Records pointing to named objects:
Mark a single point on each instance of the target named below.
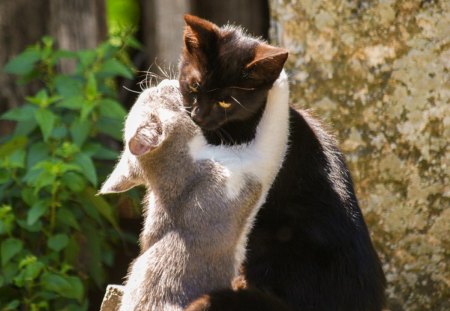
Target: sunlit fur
(201, 199)
(309, 246)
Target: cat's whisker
(130, 90)
(242, 88)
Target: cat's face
(224, 74)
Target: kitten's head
(156, 121)
(224, 74)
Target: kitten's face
(225, 75)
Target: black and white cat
(309, 246)
(201, 199)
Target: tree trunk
(162, 31)
(77, 24)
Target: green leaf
(68, 86)
(112, 67)
(58, 242)
(46, 120)
(87, 167)
(36, 227)
(87, 108)
(73, 102)
(12, 305)
(66, 286)
(37, 210)
(79, 130)
(87, 57)
(112, 109)
(91, 87)
(24, 128)
(23, 63)
(17, 159)
(30, 268)
(6, 219)
(37, 152)
(9, 248)
(110, 127)
(100, 204)
(17, 143)
(74, 181)
(23, 113)
(94, 247)
(98, 151)
(65, 216)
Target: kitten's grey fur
(201, 200)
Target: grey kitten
(201, 200)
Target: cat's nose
(196, 116)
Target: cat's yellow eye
(224, 105)
(194, 87)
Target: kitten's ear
(124, 176)
(267, 63)
(146, 138)
(199, 33)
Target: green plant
(56, 235)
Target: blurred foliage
(122, 14)
(57, 236)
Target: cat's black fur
(310, 246)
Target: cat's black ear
(199, 34)
(267, 63)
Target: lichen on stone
(378, 73)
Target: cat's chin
(209, 127)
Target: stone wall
(377, 72)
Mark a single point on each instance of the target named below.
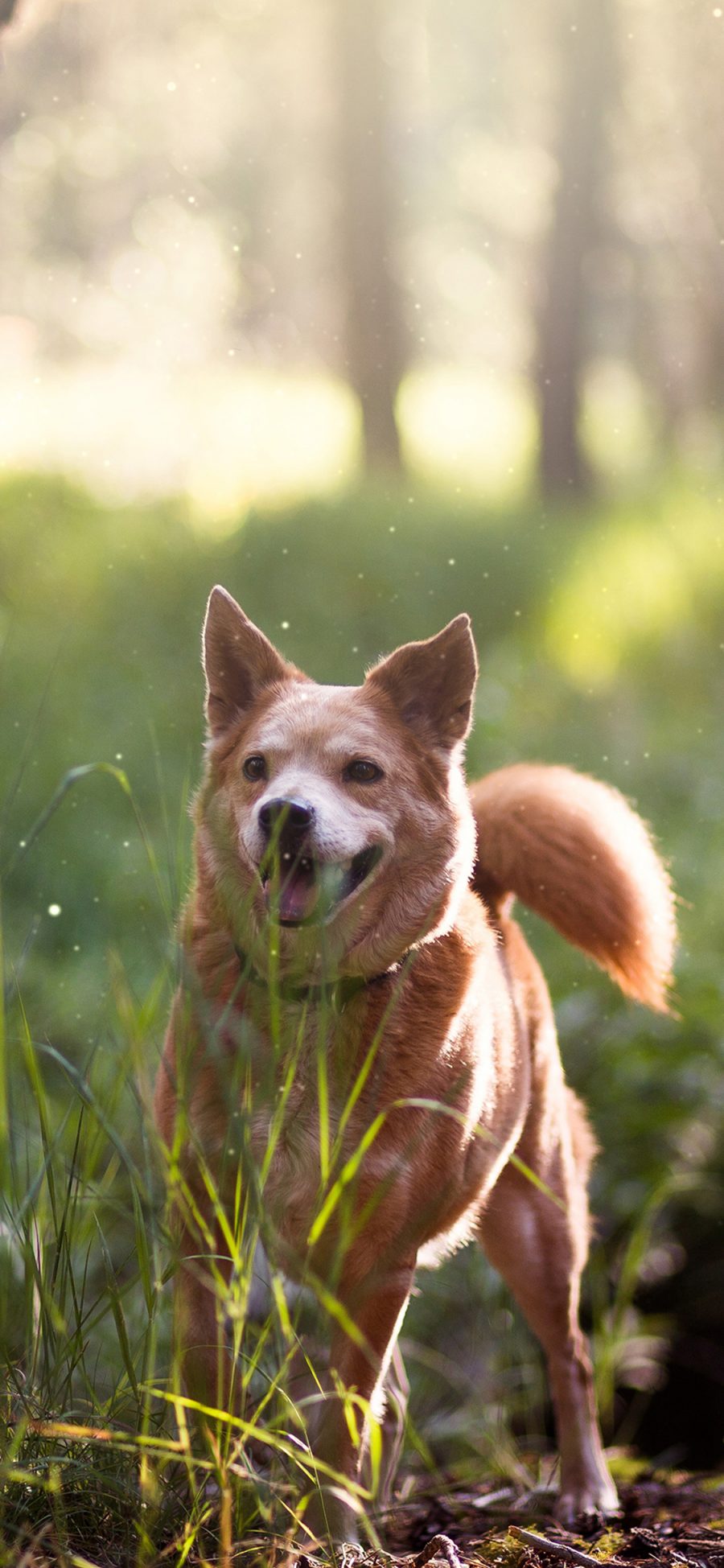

__What the task asks__.
Update the material above by replacing every "kitten's" with "young cat's" and leaving everything else unchanged. Leave out the pictures when you give the lines again.

__Result of this task__.
Mark a single point on each instance of the target named below.
Target: sunlit fur
(201, 199)
(309, 246)
Target: cat's whisker
(130, 90)
(242, 88)
Target: cat's face
(224, 74)
Target: young cat's head
(156, 121)
(224, 74)
Target: young cat's face
(225, 75)
Target: black and white cat
(309, 246)
(201, 199)
Target: tree trunk
(162, 31)
(77, 24)
Target: green leaf
(68, 86)
(112, 67)
(58, 242)
(46, 120)
(87, 167)
(36, 227)
(87, 108)
(73, 102)
(12, 305)
(66, 286)
(37, 210)
(79, 130)
(87, 57)
(112, 109)
(91, 87)
(24, 128)
(23, 63)
(17, 159)
(30, 268)
(6, 219)
(37, 152)
(9, 248)
(110, 127)
(100, 204)
(17, 143)
(74, 181)
(23, 113)
(94, 247)
(98, 151)
(65, 216)
Target: young cat's grey fur
(201, 200)
Target: grey kitten
(201, 200)
Target: cat's nose
(196, 116)
Target: cat's yellow eye
(224, 105)
(194, 87)
Target: young cat's ear
(124, 176)
(267, 63)
(146, 138)
(199, 33)
Target: green plant
(56, 235)
Target: blurred foliage
(122, 14)
(57, 236)
Target: cat's black fur
(310, 246)
Target: cat's black ear
(199, 34)
(267, 63)
Target: lichen on stone
(378, 73)
Target: cat's chin
(209, 127)
Target: stone wall
(377, 72)
Mark a single point on each instance of the target named below.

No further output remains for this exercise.